#### REQUIRED ACTION 1:
In the reflection on a first overseas trip, how long did the writer's hospital stay last?
#### REQUIRED ACTION 2:
Carry the reflection on a first overseas trip forward from its last sentence.

Reflecting on my first overseas trip, I am reminded of this Gospel reading where Jesus is led by the Spirit into the wilderness and tempted by the devil. This resonates deeply with my own experience as a young teacher, full of the Holy Spirit and joy, embarking on an adventure to explore the world.
My journey took an unexpected turn when I fell ill shortly after arriving in a foreign country. The excitement of my first experience abroad quickly turned into fear and uncertainty. I found myself in a hospital, unable to understand the language, and overwhelmed by the need to hand over my passport and visa. The fear of the unknown gripped me as I sat alone in my hospital room, clutching the rosary beads I had brought with me.
Jesus responds to the devil’s temptation by saying, “Man shall not live on bread alone.” (Luke 4:4), at my lowest point, I was unable to eat and fearful of my fate. The food and treatments were unfamiliar, and I had to place my trust in the medical system. More importantly, I turned to my faith and trusted in God to help me through what felt like a desolate and lonely desert.
The hospital felt like a wilderness to me and each day brought new uncertainties. My two-week hospital stay felt like forty days, mirroring Jesus’ time in the wilderness. I was constantly worried about what would come next as the doctors searched for answers to my condition. It felt like a lifetime of waiting and uncertainty.

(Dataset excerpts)

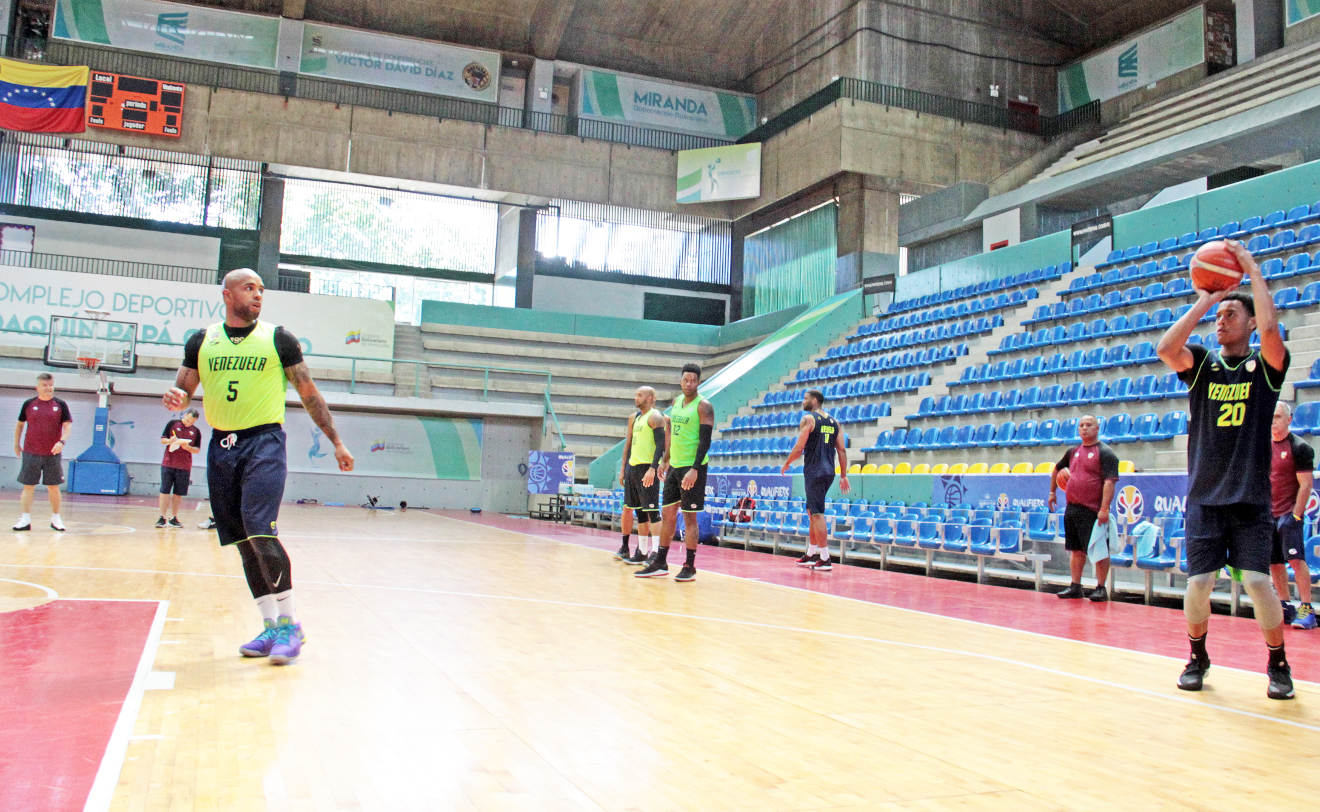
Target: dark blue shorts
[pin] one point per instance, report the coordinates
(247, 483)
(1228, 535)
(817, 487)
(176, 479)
==
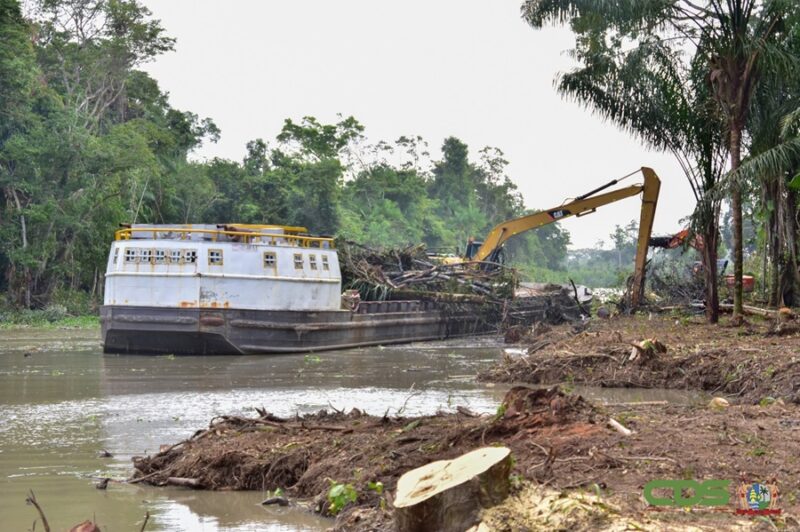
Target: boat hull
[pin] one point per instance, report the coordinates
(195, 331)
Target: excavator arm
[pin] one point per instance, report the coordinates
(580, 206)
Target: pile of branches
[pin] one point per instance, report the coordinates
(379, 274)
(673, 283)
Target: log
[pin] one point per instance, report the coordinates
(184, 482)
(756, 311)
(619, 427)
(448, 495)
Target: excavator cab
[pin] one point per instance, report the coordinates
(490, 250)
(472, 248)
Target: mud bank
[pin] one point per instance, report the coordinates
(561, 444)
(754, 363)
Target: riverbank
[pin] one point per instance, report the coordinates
...
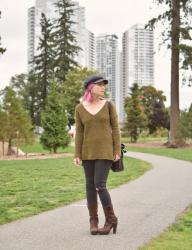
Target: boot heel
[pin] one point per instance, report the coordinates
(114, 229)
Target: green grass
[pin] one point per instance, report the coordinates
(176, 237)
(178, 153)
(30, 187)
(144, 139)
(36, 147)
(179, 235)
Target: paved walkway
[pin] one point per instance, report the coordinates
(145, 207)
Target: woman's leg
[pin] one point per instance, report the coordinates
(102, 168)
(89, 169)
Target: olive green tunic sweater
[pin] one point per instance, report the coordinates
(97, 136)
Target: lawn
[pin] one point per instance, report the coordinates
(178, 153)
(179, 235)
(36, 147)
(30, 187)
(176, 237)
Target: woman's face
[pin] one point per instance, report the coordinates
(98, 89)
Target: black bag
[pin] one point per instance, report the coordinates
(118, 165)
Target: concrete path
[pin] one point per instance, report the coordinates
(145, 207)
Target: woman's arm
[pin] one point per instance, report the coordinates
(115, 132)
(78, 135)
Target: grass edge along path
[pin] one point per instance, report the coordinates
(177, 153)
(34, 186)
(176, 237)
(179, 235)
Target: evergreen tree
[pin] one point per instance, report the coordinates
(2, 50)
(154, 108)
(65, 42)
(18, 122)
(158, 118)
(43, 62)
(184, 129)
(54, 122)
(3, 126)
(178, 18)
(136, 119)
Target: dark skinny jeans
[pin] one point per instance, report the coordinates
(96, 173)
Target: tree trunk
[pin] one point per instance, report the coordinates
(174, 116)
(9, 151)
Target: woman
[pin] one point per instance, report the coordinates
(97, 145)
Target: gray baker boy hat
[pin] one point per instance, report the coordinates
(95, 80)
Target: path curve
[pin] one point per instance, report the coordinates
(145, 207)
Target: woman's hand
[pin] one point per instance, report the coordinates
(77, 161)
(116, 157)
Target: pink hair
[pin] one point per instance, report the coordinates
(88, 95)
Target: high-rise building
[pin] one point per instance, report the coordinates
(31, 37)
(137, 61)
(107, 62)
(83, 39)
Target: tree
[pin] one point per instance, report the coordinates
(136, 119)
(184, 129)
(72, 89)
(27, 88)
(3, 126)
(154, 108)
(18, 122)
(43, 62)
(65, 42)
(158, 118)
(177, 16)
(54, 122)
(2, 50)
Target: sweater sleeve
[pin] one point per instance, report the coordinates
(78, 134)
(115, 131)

#### EXERCISE ANSWER 1:
Two weeks.

#### EXERCISE ANSWER 2:
During this time, I found solace in prayer. As written in Luke 4:8, “Worship the Lord your God and serve him only.” My faith was challenged, but it was also strengthened. I prayed for answers and for the strength to endure this trial. The desert is like a metaphor for my own feelings of loneliness and isolation.
In the end, my faith carried me through. I realised that, like Jesus, I was not alone in my wilderness. God was with me, guiding me and giving me the strength to overcome my fears. This experience taught me the importance of trusting in God, even in the most challenging and uncertain times. It reminded me that, no matter how desolate the desert may seem, we are never truly alone.